DIRECTIONS -
Every record shown below is to be output exactly.

╭──

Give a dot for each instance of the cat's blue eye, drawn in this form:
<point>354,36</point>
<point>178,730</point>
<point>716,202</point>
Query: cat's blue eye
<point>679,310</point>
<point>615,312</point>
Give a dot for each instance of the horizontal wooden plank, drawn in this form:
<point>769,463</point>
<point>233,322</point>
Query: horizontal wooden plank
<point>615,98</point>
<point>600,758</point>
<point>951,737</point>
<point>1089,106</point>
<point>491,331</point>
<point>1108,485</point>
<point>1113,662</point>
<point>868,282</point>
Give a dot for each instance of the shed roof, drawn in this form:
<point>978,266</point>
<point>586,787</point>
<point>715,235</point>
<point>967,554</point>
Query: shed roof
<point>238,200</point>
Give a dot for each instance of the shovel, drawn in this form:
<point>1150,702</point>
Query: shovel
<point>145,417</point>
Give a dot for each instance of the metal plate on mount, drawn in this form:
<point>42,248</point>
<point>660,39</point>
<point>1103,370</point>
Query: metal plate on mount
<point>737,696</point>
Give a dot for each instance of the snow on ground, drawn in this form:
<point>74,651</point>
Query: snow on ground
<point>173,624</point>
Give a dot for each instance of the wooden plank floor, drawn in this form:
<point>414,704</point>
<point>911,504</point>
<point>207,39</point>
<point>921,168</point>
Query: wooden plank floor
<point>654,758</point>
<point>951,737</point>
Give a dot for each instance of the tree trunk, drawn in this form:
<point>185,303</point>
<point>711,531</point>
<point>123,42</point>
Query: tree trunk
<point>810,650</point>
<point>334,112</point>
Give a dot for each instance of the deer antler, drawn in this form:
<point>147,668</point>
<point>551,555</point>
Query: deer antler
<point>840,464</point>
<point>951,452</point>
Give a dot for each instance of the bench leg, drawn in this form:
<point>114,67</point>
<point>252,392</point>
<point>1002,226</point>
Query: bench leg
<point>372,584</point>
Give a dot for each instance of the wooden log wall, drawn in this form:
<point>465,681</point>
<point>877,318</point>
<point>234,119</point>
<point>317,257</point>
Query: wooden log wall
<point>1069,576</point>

╰──

TASK OUTPUT -
Give a dot for each instance of the cat's blue eye, drawn in this form:
<point>354,36</point>
<point>178,730</point>
<point>716,202</point>
Query: cat's blue eye
<point>679,310</point>
<point>615,312</point>
Give a dot for each instance of the horizontal wooden plank, drawn in this form:
<point>769,463</point>
<point>233,322</point>
Query: horizontal wooden plank
<point>615,98</point>
<point>600,758</point>
<point>951,737</point>
<point>1089,106</point>
<point>491,331</point>
<point>1108,485</point>
<point>1113,662</point>
<point>868,282</point>
Give a dot for each instance of the shed roof, drawn in this form:
<point>978,266</point>
<point>586,787</point>
<point>715,235</point>
<point>967,554</point>
Query: shed roof
<point>238,200</point>
Give a dot for each instance of the shovel, drawn in this form:
<point>1150,702</point>
Query: shovel
<point>145,417</point>
Give a dot for each instance of the metal plate on mount, drawn in this form:
<point>42,248</point>
<point>660,39</point>
<point>1103,370</point>
Query: metal plate on mount
<point>737,696</point>
Give a dot for each instance of the snow on ground, drawn in this form:
<point>74,651</point>
Query: snow on ground
<point>173,624</point>
Give a dot for each instance of the wooden plank floor, drawn in this form:
<point>414,704</point>
<point>911,504</point>
<point>207,39</point>
<point>921,168</point>
Query: wooden plank floor
<point>654,758</point>
<point>951,737</point>
Give a dot for each instance of the tree trunk, drawn in this form:
<point>185,303</point>
<point>711,531</point>
<point>123,42</point>
Query: tree trunk
<point>810,650</point>
<point>334,112</point>
Give a dot for each instance of the deer antler, drawn in this form:
<point>147,668</point>
<point>551,555</point>
Query: deer antler
<point>840,464</point>
<point>951,452</point>
Give a dot for each instance of the bench leg, drawn in this form:
<point>114,67</point>
<point>252,392</point>
<point>1002,226</point>
Query: bench leg
<point>372,584</point>
Give a dot for each instance of the wooden log wall, drawn in this form:
<point>465,681</point>
<point>877,318</point>
<point>234,119</point>
<point>317,257</point>
Query: wooden log wall
<point>1069,576</point>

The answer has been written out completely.